#### Data shown
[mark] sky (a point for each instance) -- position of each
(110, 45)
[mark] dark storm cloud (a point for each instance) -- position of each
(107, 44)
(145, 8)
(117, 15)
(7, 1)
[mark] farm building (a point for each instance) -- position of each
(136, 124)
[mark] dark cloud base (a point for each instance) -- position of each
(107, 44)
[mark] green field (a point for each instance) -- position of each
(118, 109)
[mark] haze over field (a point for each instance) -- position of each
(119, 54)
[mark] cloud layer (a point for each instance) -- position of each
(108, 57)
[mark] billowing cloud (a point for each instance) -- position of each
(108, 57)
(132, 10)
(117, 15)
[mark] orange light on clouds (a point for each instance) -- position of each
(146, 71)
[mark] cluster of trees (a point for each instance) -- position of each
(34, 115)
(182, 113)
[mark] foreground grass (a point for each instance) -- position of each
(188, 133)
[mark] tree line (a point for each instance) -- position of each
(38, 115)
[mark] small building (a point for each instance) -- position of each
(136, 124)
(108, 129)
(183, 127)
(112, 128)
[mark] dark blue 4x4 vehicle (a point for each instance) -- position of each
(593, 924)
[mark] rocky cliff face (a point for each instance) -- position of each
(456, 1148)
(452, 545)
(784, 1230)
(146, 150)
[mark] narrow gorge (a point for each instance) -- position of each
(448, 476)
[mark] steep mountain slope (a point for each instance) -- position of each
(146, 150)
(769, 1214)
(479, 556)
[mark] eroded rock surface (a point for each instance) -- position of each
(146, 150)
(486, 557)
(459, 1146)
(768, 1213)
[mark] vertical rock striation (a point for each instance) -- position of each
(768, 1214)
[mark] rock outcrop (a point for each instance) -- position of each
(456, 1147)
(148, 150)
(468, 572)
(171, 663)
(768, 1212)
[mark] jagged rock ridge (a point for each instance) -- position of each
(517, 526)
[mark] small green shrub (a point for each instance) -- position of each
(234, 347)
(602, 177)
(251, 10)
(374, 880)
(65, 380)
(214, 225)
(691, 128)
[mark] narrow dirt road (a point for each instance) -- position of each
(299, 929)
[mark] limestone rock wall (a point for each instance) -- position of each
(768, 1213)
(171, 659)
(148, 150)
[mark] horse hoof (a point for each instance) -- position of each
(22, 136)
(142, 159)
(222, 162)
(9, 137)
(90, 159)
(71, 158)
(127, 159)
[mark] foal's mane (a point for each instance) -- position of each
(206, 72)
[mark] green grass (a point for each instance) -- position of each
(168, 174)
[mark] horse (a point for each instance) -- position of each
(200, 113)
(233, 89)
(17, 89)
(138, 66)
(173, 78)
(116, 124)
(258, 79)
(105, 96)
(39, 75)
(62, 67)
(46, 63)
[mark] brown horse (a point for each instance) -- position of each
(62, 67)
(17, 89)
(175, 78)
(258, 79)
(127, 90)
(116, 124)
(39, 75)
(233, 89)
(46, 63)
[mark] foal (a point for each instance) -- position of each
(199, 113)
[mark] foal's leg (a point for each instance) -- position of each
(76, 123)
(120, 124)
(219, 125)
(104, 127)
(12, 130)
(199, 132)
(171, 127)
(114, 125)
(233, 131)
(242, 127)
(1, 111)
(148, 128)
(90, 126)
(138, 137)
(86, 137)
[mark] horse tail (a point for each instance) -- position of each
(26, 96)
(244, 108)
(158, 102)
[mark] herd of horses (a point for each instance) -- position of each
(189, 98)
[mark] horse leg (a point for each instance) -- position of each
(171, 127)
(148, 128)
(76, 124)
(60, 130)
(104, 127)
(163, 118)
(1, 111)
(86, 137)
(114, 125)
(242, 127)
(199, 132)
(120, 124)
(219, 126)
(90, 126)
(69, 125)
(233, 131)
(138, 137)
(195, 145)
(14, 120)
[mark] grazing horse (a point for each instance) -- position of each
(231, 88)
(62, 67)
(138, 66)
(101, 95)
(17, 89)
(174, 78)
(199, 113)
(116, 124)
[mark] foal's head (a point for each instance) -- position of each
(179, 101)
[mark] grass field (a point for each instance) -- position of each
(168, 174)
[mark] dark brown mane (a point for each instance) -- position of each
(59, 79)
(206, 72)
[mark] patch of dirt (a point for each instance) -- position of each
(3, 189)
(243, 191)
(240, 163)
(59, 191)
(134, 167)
########
# Work to be completed
Reproduce the listing above, switching every occurrence of "position of each" to "location of each" and leaving everything else untouched.

# Response to this exercise
[mark] sky (a point for each instance) -- location of each
(110, 45)
[mark] dark storm cloud (a point for each instance) -- location of each
(107, 44)
(145, 8)
(117, 15)
(7, 1)
[mark] farm building (a point for each instance) -- location of each
(136, 124)
[mark] dark cloud base (a point for each instance) -- location of each
(107, 44)
[mark] green field (a point for each instance) -- location of each
(118, 109)
[mark] haze over field (a point for each instance) -- location of each
(119, 54)
[mark] cloud layer (a point for each instance) -- location of each
(108, 57)
[mark] billowing cloud (a point for each instance) -- location of each
(108, 57)
(132, 10)
(117, 15)
[mark] orange light on clouds (a point for each instance) -- location of each
(146, 71)
[mark] cluster of trees (a point for each instance) -- location of each
(34, 115)
(182, 113)
[mark] foreground grass (a point for each instance) -- location of each
(188, 133)
[mark] tree line (a point for each instance) -- location of each
(38, 115)
[mark] small building (a point for each instance) -- location of each
(136, 124)
(108, 129)
(183, 127)
(112, 128)
[mark] dark blue 4x4 vehicle (a point for each instance) -- location of each
(593, 924)
[mark] rocky cliff face (a point for each instance) -- location of each
(456, 1148)
(452, 545)
(784, 1230)
(146, 150)
[mark] narrow gorge (a point for each instance) -- location of each
(448, 476)
[mark] steep mountain slope (a point for each instance) -- location of each
(146, 150)
(769, 1214)
(479, 556)
[mark] eroded rock surface (a point for each instance) -- location of each
(146, 150)
(486, 557)
(459, 1146)
(768, 1213)
[mark] vertical rock striation (a point for each instance) -- location of each
(768, 1214)
[mark] rock outcrop (a point for each instance) -- location of each
(456, 1147)
(148, 150)
(468, 572)
(171, 663)
(768, 1212)
[mark] jagged rock ridge (a point for each instance) -- location of each
(517, 526)
[mark] small green shrub (a point for each instance) -- location of each
(234, 347)
(602, 177)
(251, 10)
(374, 880)
(65, 380)
(214, 225)
(691, 128)
[mark] narrow dirt road (a point for each instance) -- location of each
(299, 929)
[mark] limestone rock wall (a point for each instance) -- location of each
(768, 1213)
(171, 659)
(148, 150)
[mark] horse hoof (a point for each instance) -- location of each
(22, 136)
(142, 159)
(222, 162)
(9, 137)
(90, 159)
(71, 158)
(127, 159)
[mark] foal's mane (a point for each instance) -- location of each
(206, 72)
[mark] green grass (a point for each instance) -- location of each
(168, 174)
[mark] horse (a point for each instance) -- location of each
(200, 113)
(233, 89)
(17, 89)
(138, 66)
(173, 78)
(116, 124)
(258, 79)
(105, 96)
(39, 75)
(62, 67)
(46, 63)
[mark] brown horse (a point for each instance) -- location of each
(62, 67)
(17, 89)
(175, 78)
(258, 79)
(127, 90)
(116, 124)
(39, 75)
(233, 89)
(46, 63)
[mark] foal (a point for each instance) -- location of each
(199, 113)
[mark] foal's leg (a point for each instance) -- location of each
(76, 123)
(120, 124)
(219, 125)
(104, 127)
(12, 130)
(199, 132)
(171, 127)
(114, 125)
(233, 131)
(242, 127)
(1, 111)
(148, 128)
(90, 126)
(138, 137)
(86, 137)
[mark] horse tail (a point for each instance) -- location of each
(26, 96)
(244, 108)
(158, 102)
[mark] herd of horses (a point for each instance) -- location of each
(189, 98)
[mark] horse leg (a point for each instance) -- location of each
(171, 127)
(148, 128)
(76, 124)
(60, 130)
(104, 127)
(163, 118)
(1, 111)
(86, 137)
(114, 125)
(242, 127)
(199, 132)
(120, 124)
(219, 126)
(90, 126)
(69, 125)
(233, 131)
(138, 137)
(195, 145)
(14, 120)
[mark] grazing horse (a point for each instance) -- location of each
(231, 88)
(62, 67)
(138, 66)
(101, 95)
(17, 89)
(174, 78)
(199, 113)
(116, 124)
[mark] foal's head (a point for each instance) -- location of each
(179, 101)
[mark] grass field (a point for each instance) -- location of each
(168, 174)
[mark] dark brown mane (a point for each instance) -- location of each
(59, 79)
(206, 72)
[mark] patch of dirt (a point for each instance) -- location of each
(3, 189)
(243, 191)
(240, 163)
(59, 191)
(134, 167)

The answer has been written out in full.